The task
Count the lines below that contain the word "window" and reply with only that number.

Records for this task

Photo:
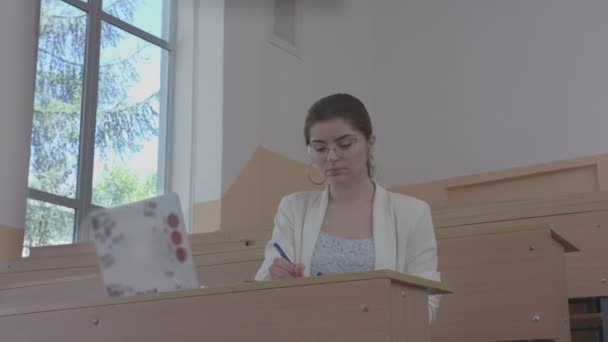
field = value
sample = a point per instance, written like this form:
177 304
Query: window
100 112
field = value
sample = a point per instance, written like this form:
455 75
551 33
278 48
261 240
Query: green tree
121 129
121 185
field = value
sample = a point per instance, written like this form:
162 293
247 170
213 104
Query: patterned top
338 255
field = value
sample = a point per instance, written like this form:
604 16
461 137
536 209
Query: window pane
47 224
129 106
148 15
57 102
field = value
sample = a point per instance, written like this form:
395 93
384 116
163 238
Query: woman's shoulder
301 198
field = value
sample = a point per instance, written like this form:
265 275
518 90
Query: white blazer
404 237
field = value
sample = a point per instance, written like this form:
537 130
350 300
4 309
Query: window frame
82 201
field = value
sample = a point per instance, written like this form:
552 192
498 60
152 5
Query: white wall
476 85
196 147
18 38
454 86
267 90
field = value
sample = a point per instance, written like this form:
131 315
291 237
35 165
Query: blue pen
280 250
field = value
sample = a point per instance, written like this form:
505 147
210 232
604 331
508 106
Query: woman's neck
361 190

Task solution
3